__TASK TO COMPLETE__
Copy verbatim the span of lines beginning at the line that contains "Identify the short" and ending with the final line of the data. Exclude pictures from the copy.

Stored records:

——————————

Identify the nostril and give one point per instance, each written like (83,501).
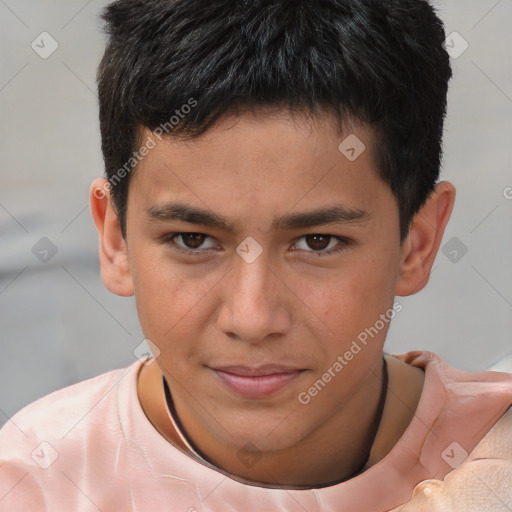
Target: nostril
(427,487)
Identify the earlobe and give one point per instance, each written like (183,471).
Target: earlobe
(420,247)
(115,267)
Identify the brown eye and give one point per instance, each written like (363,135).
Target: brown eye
(318,242)
(322,245)
(193,240)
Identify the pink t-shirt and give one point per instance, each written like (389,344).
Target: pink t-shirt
(90,447)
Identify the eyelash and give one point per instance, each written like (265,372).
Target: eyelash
(168,240)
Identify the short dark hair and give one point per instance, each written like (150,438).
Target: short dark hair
(380,62)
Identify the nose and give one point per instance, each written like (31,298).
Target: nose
(256,303)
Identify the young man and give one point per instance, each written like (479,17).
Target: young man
(272,186)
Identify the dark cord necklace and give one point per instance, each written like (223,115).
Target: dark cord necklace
(375,426)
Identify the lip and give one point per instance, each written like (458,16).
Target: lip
(260,382)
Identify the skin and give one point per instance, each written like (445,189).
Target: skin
(290,306)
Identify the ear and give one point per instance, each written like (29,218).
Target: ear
(420,248)
(115,266)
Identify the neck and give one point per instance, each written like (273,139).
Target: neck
(330,458)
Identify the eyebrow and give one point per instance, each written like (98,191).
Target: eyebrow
(337,214)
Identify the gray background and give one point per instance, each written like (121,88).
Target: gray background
(59,325)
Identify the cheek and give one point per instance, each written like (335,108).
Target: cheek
(169,296)
(352,297)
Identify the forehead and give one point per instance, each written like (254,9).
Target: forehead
(262,163)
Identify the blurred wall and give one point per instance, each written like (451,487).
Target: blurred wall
(59,325)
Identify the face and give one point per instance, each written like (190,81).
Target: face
(259,254)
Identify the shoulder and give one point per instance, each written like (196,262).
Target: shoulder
(57,414)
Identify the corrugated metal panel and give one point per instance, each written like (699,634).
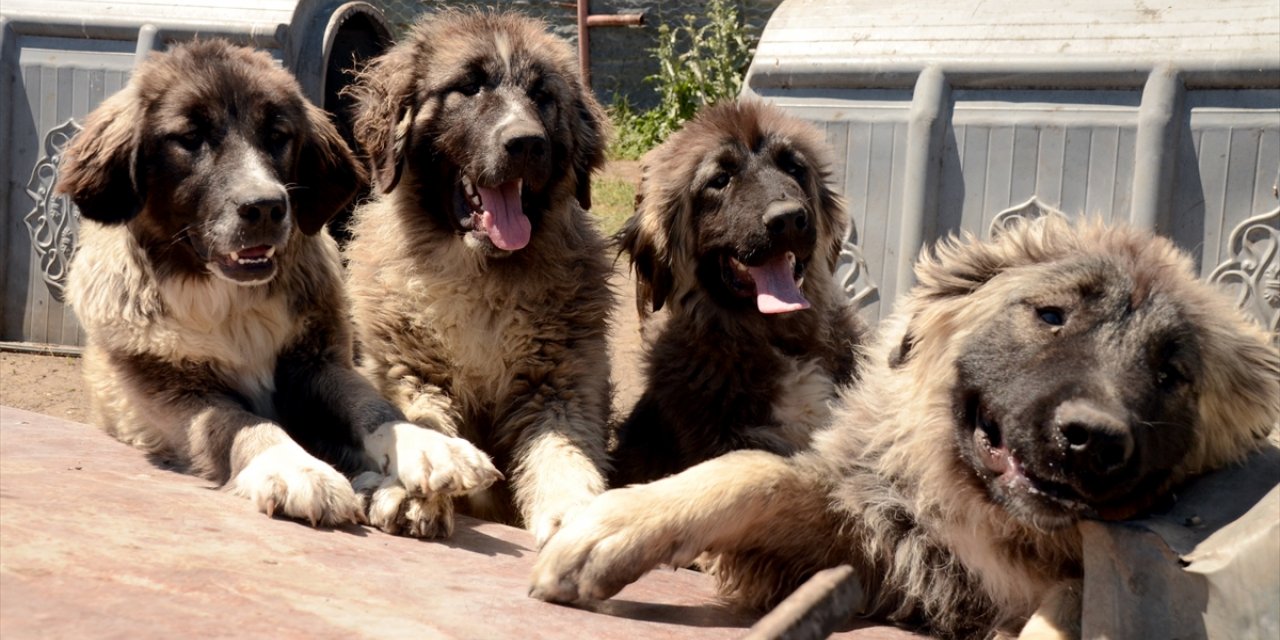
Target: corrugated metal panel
(945,114)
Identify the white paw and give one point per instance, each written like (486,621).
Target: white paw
(428,462)
(602,548)
(284,479)
(553,517)
(394,511)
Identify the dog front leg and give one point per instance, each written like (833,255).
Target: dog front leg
(421,466)
(279,475)
(556,474)
(625,533)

——————————

__OUTPUT FOR THIS EXERCISE__
Identify the short dark hair and give one point per instance, each written like (150,438).
Target: short dark hair
(380,62)
Identify the nose and give one point per instance, each written like (31,298).
Target: nose
(256,303)
Identify the young man and give one point per instance, each written like (479,17).
Target: young man
(272,186)
Identify the dark cord necklace and give one point per instance, each written like (223,115).
Target: dark cord necklace
(375,426)
Identify the lip and give one point per instance, each written like (458,16).
Target: lip
(260,382)
Identify the skin and give one point per instance, each written like (445,189).
Target: skin
(290,306)
Identify the ear and give one point per instance, each written like (29,218).
Target: ear
(420,248)
(115,266)
Identify the neck and give one point per instance, each written like (273,139).
Target: neck
(330,458)
Identify the eyebrow and give one point per instance, each written like (98,191).
Target: eyebrow
(337,214)
Identify the gray background and give one point per instance, each written like (121,88).
Target: gray background
(59,325)
Identify the cheek and give one point per instance, each written like (335,108).
Target: cheek
(169,296)
(352,297)
Identify the forehead and give one point per instance, each written like (254,9).
Target: forehead
(262,163)
Identify the blurred wall and give one point per instance, each written like (451,487).
Target: blurred wall
(59,325)
Identify the face and give one point per instance, each written like (190,81).
Target: face
(259,254)
Identify the shoulder and give one point per instance, each written like (196,262).
Target: shoulder
(57,414)
Identify the corrugated metal panel and give one point per instance, each written like (699,634).
Target: corrugated metal panel
(945,114)
Identify the white paw and give one point per instance, each written like (486,621).
Target: white paw
(428,462)
(602,548)
(284,479)
(553,517)
(394,511)
Identify the dog front leg and give one point per instance, each written like (833,255).
Target: dog front leg
(421,466)
(279,475)
(556,474)
(625,533)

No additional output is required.